--- begin Extract ---

A nice opening. Begins with some questions, too. I'd want to read on, at least to see what's it all about (you won't catch me with zombies, werewolves or vampires, though). But a bit of Planescape: Torment (the pc game), for that's what I had to think of.

----

Opening to the Prelude of _Scarfar _(not a prologue, because the story continues where the prelude ends. It's separate, because none of the people involved are relevant for the book. Both the weather and what happens are, though).



> It had stopped snowing. After days, the white darkness had withdrawn behind the ridge and now Eidungruve shivered in the frosty blue of the polar night. The watchman on top of the tower leaned on his spear and gazed down at the settlement. It was near the end of his tour and the cold was gnawing at his brain. He swore a little, and started pacing again, six foot up, six foot down, the length of his little kingdom.


----------



## The Blue Lotus (Dec 27, 2012)

Reaver said:


> I agree with BL here. Looking back at the beginning post, a challenge is never really given or implied. This is actually very much akin to the This or That? thread in Chit Chat, so that's where I'm moving it.


However Reaver, it _is_ a good motivator to get someone to finally put words to screen, or pen to paper if you will.


----------



## Reaver (Dec 27, 2012)

The Blue Lotus said:


> However Reaver, it _is_ a good motivator to get someone to finally put words to screen, or pen to paper if you will.



Agreed. But it's still not technically "a challenge".


----------



## The Blue Lotus (Dec 27, 2012)

Oh I know the chit chat area is more approppriate for this thread than the challenges are for sure. Thanks for moving it. 
I just meant that a thread like this might be what someone needs to put some words down. Good, bad, or otherwise. One can't write the next best seller if they have no words written! So any lurkers out there Give it a try! We'd love to hear from you. :Smile:


----------



## Sherman (Jan 17, 2013)

_When I first caught sight of him, I knew he would be the one, even though he was a stranger here.  He was but a lad with fiery red hair and bright eyes.  He had the look of a lost kitten, but he had the makings of a finer helmsman then Jerrold, may he rest in peace._ ----Inzl Kett.

Matthew Ketchings found himself gazing into an enormous eye with moss green lashes.  The eye itself was the same shade of green as a stop light.  It was so big it was like gazing into a window.  He standing in some kind of basket suspended under a creaking wood deck before that eye.

--- end Extract ---
--- begin Dataset section ---

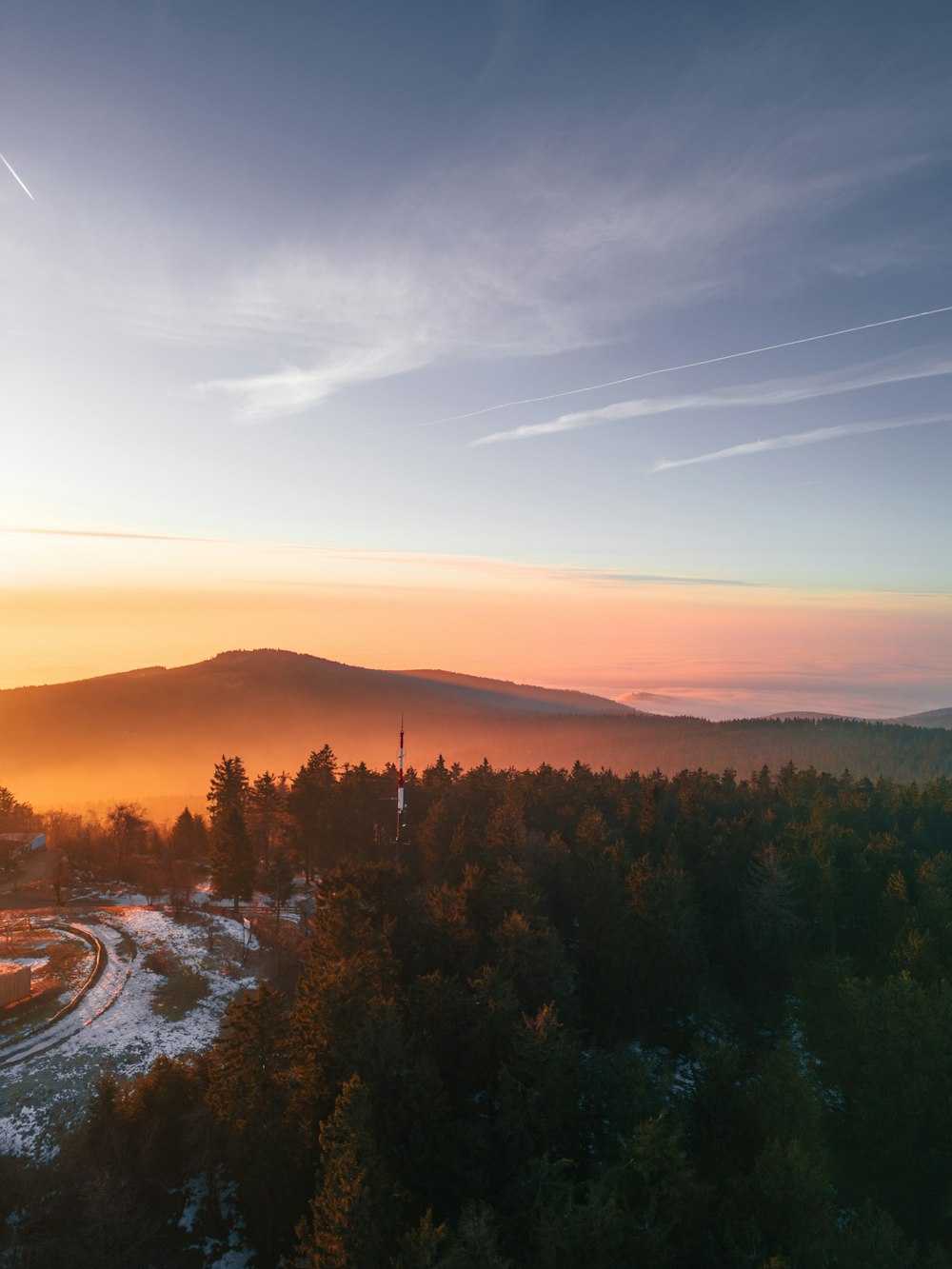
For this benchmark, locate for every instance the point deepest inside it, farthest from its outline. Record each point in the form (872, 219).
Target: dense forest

--- end Dataset section ---

Can you pull everything in the forum thread from "I just meant" down to "peace._ ----Inzl Kett." and copy it out word for word?

| The output |
I just meant that a thread like this might be what someone needs to put some words down. Good, bad, or otherwise. One can't write the next best seller if they have no words written! So any lurkers out there Give it a try! We'd love to hear from you. :Smile:


----------



## Sherman (Jan 17, 2013)

_When I first caught sight of him, I knew he would be the one, even though he was a stranger here.  He was but a lad with fiery red hair and bright eyes.  He had the look of a lost kitten, but he had the makings of a finer helmsman then Jerrold, may he rest in peace._ ----Inzl Kett.